**Rows:**
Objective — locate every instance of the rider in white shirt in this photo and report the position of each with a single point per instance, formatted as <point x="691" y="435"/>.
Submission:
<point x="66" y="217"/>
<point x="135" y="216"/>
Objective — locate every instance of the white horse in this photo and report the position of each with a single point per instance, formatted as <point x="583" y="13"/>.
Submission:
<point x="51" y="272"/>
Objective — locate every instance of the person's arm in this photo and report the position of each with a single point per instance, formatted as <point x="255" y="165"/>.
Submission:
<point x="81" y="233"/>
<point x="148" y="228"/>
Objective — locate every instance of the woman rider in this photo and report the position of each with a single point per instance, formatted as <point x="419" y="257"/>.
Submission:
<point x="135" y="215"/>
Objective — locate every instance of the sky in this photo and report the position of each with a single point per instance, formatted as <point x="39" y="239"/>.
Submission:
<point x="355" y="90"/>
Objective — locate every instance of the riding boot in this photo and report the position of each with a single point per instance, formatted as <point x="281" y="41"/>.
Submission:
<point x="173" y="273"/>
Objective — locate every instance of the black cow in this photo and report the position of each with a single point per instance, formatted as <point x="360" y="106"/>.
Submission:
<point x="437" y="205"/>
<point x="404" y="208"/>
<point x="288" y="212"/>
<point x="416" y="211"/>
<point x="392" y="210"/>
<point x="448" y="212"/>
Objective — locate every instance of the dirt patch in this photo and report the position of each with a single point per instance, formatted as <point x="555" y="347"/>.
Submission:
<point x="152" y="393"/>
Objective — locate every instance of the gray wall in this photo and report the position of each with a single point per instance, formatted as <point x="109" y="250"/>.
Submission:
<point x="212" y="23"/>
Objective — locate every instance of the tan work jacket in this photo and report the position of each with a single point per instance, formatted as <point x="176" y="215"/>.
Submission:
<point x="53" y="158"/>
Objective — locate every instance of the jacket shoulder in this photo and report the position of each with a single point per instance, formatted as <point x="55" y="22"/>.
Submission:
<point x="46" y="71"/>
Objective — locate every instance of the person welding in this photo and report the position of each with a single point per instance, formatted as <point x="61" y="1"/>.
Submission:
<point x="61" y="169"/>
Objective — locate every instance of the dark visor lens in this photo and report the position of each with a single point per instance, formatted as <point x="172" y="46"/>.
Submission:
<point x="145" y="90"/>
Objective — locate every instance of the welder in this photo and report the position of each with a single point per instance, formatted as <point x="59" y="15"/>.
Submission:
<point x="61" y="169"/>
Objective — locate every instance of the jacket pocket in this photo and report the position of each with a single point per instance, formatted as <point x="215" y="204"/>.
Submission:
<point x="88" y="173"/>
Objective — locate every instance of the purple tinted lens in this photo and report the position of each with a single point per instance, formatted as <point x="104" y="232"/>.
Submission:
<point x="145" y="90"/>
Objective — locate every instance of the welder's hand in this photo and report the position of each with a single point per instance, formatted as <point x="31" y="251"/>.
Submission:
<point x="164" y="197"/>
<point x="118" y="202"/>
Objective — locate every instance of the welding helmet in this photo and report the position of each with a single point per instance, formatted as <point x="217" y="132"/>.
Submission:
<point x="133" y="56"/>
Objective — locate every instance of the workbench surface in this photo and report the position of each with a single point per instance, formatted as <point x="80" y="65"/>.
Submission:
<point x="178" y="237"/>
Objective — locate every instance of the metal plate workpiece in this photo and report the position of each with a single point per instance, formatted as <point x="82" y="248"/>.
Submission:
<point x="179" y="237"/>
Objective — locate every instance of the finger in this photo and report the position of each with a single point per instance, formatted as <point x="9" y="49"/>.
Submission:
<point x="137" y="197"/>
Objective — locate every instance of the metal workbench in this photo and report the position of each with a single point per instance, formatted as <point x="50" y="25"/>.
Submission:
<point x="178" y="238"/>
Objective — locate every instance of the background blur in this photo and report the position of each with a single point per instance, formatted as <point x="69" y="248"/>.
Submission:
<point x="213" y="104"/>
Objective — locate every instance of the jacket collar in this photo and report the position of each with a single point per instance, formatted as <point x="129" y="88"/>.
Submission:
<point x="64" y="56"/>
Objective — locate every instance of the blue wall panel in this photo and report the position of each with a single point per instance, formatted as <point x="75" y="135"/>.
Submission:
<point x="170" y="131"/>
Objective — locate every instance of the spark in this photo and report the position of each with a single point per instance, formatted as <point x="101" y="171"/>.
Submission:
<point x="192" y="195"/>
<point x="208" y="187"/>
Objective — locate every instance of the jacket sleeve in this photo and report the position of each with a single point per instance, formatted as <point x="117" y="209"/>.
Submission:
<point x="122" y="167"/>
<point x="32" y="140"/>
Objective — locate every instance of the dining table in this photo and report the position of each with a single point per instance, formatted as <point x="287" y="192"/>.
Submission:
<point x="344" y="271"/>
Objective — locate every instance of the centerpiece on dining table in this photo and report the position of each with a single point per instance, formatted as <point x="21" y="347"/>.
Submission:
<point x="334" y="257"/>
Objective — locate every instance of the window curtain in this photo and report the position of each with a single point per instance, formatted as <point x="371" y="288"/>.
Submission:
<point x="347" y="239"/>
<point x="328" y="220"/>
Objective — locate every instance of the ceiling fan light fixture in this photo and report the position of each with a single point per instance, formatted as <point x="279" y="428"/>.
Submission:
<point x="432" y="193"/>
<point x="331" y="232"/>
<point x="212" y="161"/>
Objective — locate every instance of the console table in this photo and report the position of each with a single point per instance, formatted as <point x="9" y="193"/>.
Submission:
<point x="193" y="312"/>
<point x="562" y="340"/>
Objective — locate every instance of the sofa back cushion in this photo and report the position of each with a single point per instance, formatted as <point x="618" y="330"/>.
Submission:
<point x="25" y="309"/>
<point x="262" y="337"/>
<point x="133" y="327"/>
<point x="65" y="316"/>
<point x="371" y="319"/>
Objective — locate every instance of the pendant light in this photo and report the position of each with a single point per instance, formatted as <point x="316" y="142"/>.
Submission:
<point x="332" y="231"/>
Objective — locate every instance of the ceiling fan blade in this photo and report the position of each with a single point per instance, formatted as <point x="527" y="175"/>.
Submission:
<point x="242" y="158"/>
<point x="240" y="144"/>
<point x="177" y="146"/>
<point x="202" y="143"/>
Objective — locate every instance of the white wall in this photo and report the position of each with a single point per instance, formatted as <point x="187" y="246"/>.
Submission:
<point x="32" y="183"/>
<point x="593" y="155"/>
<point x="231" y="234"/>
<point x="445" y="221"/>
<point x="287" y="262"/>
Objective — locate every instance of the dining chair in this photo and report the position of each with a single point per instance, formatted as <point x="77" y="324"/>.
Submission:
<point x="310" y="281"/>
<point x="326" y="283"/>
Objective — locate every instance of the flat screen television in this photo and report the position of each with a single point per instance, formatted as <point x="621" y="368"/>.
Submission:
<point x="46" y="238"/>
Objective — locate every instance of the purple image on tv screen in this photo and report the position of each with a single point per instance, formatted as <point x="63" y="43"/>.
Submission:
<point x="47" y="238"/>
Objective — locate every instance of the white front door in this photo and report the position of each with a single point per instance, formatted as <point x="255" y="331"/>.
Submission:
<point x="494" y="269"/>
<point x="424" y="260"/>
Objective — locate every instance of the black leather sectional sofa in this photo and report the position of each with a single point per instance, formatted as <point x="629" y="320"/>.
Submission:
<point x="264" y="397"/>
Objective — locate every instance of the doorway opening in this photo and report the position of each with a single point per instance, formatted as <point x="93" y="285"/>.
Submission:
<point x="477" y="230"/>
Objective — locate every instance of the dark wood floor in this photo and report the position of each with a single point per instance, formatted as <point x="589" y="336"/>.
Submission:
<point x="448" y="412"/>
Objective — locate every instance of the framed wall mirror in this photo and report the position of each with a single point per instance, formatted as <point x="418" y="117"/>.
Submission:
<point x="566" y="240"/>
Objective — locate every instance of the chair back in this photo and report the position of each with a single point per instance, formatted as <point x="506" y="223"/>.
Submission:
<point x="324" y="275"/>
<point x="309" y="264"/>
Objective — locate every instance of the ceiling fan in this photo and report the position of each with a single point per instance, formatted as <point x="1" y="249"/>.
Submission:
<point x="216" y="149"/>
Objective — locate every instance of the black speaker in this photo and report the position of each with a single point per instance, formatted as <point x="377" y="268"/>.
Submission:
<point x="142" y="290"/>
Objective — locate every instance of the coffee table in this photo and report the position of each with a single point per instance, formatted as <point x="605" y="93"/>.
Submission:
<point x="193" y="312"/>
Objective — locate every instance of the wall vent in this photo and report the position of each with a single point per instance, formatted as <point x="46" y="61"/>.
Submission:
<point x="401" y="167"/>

**Work to complete:**
Lines from the one containing "Objective — locate every instance of the ceiling fan in" through the final line are to be given again verbatim, with nothing before or after.

**Written reply:**
Objective — locate every instance of the ceiling fan in this photo and report the position of each with a single point per instance, formatted as <point x="1" y="249"/>.
Submission:
<point x="216" y="149"/>
Objective — locate every instance of the black speaker in this photo and report the position of each with a single point per instance, formatted as <point x="377" y="268"/>.
Submission:
<point x="142" y="290"/>
Objective — locate every instance of the coffee table in this photo and report the position of each with a single point per instance, formatted as <point x="605" y="93"/>.
Submission:
<point x="193" y="312"/>
Objective — locate every instance of the wall vent in this photo and report the position of each with a single point per instance, formatted as <point x="46" y="61"/>.
Submission:
<point x="401" y="167"/>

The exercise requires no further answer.